▸ SOURCE
○ ○ ○ ○ ○ ○ ○
Turkish central bank reserves rose by $42.9 billion (TL 1.25 trillion) from the end of May to hit a fresh record of $141.4 billion last week, according to the official data shared by the bank on Thursday.

Accordingly, the gross foreign exchange reserves of the Central Bank of the Republic of Türkiye (CBRT) jumped by $1.27 billion to $94.5 billion as of Dec. 8, up from $93.2 billion a week earlier.

During the same period, gold reserves were broadly unchanged, down by $52 million to $46.86 billion, according to the data.

The reserves stood at $98.5 billion at the end of May following the presidential and legislative elections.

The upward momentum in the reserves was observed since June after President Recep Tayyip Erdoğan appointed a new economic administration led by respected policymaker Mehmet Şimşek as Treasury and Finance Minister and former Wall Street banker Hafize Gaye Erkan as the CBRT governor.

The new administration reversed a yearslong easing cycle and embarked on an aggressive interest rate hike cycle to cool demand and rein in inflation.
○ ○ ○ ○ ○ ○ ○
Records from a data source
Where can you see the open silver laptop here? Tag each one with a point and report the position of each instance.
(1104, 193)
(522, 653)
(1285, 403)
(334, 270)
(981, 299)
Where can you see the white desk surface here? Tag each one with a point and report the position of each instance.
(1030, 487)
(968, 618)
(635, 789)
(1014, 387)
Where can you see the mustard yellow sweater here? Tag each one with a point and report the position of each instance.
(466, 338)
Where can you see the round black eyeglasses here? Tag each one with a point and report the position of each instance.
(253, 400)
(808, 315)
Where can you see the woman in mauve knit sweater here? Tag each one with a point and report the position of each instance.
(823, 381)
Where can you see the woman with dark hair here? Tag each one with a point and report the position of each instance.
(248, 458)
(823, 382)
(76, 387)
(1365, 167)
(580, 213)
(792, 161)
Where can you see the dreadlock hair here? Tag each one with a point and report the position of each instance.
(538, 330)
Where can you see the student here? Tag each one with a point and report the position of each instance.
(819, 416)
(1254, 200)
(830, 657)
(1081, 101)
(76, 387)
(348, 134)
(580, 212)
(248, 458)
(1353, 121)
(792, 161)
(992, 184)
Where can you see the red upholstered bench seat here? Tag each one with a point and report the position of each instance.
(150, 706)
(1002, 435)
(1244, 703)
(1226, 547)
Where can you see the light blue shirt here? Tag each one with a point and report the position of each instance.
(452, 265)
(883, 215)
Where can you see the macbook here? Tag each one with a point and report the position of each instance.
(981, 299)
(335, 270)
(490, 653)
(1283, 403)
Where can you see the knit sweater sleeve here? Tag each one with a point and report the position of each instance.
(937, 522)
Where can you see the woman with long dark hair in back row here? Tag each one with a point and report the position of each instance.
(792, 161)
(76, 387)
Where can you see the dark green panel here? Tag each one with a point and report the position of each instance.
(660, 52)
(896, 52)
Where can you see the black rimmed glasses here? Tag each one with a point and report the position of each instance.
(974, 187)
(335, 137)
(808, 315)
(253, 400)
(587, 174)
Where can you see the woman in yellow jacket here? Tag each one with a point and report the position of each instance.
○ ○ ○ ○ ○ ○ ○
▸ TASK INSTRUCTIONS
(a) Answer these from the text on Turkish central bank reserves, one answer a line:
(i) By how much did gold reserves change, and to what level?
(ii) What did the reserves stand at at the end of May?
(iii) Who became governor of the CBRT?
(b) List every amount given in US dollars in the text on Turkish central bank reserves.
(c) Shorten the paragraph of the text on Turkish central bank reserves that begins "The upward momentum in the reserves" into one brief sentence that keeps its main facts.
None of the entries is needed for the work here.

▸ RESULTS
(a)
(i) Gold reserves fell by $52 million, to $46.86 billion.
(ii) They stood at $98.5 billion.
(iii) Hafize Gaye Erkan became governor.

(b)
- $42.9 billion
- $141.4 billion
- $1.27 billion
- $94.5 billion
- $93.2 billion
- $52 million
- $46.86 billion
- $98.5 billion

(c) Reserves have risen since June, when President Recep Tayyip Erdoğan named a new economic team with Mehmet Şimşek as Treasury and Finance Minister and Hafize Gaye Erkan as CBRT governor.